Directions
In the Abelia text, who first brought living plants of Abelia chinensis to England, and in what year?

Exercise text
.....

Some of these species are cultivated as ornamental garden plants, and may still be described as Abelia in horticultural listings. A notable example is the hybrid Abelia × grandiflora.

==Taxonomy==
The generic name commemorates Clarke Abel, a keen naturalist who accompanied Lord Amherst's unsuccessful embassy to China in 1816 as a surgeon, under the sponsorship of Sir Joseph Banks. All of Abel's seeds and plants were lost in a shipwreck on the homeward voyage, however; living plants of Abelia chinensis were first imported to England in 1844 by Robert Fortune.

Some species placed in Abelia were transferred to Linnaea at various times from 1872 onwards, but these transfers were not accepted by most botanists. Molecular phylogenetic studies showed that a number of genera traditionally placed in the tribe Linnaeeae were closely related, but that Abelia was not monophyletic, even with Abelia section Zabelia split off as a separate genus Zabelia. In 2013, Maarten Christenhusz proposed that Abelia and related genera be merged into Linnaea. In 2015 Wang, Landrein, et al. also found that Abelia was polyphyletic, and that Zabelia was more closely related to Morina than to the rest of the subfamily Linnaeoideae. They organized the Linnaeoideae into six monophyletic genera by recognizing Dipelta, Kolkwitzia, and Linnaea as distinct genera, placing the former Mexican species of Abelia in the revived genus Vesalea, creating the new genus Diabelia, and leaving six Asian species in Abelia. Plants of the World Online accepts the circumscription of Wang, Landrein, et al..

.....

Provided records
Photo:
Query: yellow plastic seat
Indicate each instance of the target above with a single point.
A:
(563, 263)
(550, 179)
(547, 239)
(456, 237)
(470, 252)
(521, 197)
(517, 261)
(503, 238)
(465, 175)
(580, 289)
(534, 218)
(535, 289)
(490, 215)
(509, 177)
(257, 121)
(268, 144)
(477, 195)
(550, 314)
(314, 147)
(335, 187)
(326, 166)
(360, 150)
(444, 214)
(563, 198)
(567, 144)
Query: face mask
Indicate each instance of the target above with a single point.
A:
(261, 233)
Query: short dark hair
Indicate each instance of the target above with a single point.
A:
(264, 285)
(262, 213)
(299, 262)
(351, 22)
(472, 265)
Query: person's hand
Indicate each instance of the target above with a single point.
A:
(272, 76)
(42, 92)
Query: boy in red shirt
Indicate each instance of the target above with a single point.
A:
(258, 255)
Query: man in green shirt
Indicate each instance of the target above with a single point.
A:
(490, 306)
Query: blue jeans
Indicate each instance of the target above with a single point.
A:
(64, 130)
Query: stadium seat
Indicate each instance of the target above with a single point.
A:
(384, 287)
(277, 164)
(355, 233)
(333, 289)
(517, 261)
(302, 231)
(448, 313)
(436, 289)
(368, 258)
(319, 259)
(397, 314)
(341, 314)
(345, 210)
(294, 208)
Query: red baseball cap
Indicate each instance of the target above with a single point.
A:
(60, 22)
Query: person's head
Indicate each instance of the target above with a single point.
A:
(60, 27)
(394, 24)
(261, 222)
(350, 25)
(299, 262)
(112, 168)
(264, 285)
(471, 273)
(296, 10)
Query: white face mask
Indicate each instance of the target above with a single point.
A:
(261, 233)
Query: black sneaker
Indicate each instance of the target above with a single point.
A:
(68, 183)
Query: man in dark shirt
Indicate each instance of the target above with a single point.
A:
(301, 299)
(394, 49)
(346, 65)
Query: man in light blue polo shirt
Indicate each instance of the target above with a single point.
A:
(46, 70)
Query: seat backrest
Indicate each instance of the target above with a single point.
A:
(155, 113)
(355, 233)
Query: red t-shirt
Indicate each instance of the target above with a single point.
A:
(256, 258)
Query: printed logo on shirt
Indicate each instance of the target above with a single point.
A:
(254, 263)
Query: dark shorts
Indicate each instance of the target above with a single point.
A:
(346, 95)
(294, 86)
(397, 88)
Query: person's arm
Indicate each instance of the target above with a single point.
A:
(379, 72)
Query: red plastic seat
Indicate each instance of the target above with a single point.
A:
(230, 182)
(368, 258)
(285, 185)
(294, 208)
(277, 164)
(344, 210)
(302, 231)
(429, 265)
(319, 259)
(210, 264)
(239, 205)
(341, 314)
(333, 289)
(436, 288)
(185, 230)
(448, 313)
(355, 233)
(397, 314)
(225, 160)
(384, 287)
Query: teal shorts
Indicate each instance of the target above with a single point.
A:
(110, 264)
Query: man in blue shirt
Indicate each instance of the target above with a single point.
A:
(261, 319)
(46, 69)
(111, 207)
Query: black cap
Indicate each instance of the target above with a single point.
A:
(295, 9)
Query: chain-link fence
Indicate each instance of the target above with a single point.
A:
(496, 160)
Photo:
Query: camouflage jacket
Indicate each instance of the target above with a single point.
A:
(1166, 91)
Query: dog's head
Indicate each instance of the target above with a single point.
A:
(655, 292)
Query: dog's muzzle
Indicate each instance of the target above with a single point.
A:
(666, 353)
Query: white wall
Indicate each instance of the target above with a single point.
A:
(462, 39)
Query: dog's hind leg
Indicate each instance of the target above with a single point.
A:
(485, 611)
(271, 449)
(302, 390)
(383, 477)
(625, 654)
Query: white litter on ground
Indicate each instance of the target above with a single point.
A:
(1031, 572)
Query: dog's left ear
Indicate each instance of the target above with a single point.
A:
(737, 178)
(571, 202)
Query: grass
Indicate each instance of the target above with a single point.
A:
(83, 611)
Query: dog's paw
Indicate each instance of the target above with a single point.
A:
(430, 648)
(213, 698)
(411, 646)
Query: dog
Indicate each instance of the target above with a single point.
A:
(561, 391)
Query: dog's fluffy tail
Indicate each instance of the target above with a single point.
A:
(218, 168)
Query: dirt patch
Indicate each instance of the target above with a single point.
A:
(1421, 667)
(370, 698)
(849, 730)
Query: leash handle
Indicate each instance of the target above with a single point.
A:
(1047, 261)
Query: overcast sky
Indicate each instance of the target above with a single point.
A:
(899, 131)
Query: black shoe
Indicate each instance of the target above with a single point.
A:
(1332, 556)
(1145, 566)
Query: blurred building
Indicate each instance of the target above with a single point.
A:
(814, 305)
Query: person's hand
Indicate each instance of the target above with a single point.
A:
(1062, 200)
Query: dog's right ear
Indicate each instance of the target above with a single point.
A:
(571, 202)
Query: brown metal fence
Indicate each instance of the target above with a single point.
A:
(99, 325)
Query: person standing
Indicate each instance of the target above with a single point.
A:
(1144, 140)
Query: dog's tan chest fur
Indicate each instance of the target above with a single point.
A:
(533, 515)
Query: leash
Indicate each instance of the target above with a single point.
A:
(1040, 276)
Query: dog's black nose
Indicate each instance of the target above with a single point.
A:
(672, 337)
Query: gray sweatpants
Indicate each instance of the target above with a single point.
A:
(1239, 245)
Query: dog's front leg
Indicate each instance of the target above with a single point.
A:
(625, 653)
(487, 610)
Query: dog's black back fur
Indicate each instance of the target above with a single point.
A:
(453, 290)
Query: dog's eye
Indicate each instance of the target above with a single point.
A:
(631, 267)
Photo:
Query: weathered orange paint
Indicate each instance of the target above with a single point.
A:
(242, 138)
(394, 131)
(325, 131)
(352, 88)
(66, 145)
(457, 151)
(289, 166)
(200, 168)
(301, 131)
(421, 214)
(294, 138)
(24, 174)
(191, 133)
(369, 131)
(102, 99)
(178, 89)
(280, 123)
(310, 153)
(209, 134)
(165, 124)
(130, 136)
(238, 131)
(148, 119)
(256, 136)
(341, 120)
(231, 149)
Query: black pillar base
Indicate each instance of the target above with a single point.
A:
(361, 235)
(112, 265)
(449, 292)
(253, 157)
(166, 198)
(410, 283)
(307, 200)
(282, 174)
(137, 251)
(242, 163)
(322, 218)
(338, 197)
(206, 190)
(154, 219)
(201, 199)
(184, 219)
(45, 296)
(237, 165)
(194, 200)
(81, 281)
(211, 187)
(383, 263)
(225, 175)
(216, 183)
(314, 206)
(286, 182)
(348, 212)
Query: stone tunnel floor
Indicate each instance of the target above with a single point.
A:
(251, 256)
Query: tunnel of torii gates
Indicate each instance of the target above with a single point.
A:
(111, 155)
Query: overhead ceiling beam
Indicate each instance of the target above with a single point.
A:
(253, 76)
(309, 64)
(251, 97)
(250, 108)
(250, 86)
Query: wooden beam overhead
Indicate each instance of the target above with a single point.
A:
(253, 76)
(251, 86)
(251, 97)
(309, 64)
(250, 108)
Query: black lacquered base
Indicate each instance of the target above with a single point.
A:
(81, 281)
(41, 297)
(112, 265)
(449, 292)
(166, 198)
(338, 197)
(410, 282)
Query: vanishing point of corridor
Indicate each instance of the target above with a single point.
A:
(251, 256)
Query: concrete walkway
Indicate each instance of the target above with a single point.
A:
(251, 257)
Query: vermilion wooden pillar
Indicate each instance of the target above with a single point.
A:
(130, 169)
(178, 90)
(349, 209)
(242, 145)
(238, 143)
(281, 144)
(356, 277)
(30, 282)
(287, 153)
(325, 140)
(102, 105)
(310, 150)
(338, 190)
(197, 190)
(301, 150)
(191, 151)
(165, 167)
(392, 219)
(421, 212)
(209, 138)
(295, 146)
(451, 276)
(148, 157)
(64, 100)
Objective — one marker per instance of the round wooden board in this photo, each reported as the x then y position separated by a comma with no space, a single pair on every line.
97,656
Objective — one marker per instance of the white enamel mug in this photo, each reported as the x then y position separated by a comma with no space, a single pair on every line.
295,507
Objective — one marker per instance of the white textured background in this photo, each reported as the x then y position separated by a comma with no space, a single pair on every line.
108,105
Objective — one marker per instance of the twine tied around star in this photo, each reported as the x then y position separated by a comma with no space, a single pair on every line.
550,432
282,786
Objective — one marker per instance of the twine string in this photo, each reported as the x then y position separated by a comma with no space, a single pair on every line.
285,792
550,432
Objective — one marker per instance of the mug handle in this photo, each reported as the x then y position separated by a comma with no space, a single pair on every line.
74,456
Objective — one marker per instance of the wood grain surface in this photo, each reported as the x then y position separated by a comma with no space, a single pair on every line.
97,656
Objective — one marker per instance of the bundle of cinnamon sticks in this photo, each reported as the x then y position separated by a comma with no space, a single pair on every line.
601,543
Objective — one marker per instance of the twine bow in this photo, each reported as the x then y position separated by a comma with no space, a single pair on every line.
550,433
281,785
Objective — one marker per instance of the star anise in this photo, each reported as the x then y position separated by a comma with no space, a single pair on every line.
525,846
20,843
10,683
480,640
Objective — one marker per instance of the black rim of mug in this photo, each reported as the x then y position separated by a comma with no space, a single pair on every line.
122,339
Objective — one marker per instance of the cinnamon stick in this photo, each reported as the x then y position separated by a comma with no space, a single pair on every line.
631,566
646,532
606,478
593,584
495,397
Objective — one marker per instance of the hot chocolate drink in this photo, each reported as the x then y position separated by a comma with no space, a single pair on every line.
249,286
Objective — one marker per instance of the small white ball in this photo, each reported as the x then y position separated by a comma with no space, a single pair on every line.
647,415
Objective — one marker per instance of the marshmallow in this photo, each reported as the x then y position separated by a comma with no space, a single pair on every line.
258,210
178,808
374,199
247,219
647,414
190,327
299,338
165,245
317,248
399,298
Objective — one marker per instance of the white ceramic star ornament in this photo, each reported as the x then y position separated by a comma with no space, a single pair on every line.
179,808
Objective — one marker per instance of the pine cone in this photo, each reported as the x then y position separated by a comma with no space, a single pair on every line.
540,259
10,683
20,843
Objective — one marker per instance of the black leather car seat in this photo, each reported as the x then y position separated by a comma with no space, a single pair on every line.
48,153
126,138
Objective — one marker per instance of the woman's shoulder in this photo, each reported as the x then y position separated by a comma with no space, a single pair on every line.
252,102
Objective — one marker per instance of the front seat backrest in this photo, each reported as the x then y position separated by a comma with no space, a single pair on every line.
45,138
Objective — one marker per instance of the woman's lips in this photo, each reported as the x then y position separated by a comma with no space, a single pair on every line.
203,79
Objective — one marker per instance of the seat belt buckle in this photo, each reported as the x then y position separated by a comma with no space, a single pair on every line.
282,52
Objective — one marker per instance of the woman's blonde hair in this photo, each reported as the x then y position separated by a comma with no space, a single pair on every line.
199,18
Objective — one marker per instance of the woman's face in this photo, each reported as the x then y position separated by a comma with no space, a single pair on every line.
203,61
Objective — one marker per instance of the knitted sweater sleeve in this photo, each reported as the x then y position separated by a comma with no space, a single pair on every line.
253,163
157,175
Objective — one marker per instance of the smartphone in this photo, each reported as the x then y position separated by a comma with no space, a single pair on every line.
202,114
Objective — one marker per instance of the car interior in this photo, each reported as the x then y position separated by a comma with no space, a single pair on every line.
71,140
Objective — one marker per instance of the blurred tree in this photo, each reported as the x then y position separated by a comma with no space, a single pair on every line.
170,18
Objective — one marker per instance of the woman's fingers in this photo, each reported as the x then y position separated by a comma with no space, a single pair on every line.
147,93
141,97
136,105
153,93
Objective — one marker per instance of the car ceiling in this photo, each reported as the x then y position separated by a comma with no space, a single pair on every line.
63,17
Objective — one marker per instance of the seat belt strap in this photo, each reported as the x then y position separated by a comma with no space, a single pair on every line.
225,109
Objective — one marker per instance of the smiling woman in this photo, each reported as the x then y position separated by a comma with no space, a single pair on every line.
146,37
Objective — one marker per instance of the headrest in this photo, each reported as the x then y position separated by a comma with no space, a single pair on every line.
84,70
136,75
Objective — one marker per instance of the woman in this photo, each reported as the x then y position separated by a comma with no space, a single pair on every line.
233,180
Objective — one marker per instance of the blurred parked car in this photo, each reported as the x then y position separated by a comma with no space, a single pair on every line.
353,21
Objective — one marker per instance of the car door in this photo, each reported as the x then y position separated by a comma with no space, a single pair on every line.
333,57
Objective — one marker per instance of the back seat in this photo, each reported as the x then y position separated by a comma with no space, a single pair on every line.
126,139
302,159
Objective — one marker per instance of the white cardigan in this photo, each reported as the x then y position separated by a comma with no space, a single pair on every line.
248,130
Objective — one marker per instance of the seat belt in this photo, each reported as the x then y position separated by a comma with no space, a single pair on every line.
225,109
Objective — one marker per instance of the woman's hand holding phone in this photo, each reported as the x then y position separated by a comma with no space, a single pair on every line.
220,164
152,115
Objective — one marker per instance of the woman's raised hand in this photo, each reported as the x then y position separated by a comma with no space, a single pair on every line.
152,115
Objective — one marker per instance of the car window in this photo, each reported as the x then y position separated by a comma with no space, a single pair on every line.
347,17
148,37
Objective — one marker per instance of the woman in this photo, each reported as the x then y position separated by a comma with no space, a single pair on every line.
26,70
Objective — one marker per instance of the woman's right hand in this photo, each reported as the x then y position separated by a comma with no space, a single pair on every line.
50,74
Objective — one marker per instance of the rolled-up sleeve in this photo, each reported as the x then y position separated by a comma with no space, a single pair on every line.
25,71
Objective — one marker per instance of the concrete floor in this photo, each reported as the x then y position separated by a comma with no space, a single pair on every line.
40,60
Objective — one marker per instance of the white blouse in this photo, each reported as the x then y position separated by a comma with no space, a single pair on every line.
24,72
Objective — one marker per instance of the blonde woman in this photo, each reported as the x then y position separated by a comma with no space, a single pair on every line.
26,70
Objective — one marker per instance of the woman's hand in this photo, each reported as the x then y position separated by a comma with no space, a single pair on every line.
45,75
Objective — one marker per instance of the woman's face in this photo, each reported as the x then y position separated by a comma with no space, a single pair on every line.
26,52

.....

Task response
Robert Fortune, in 1844.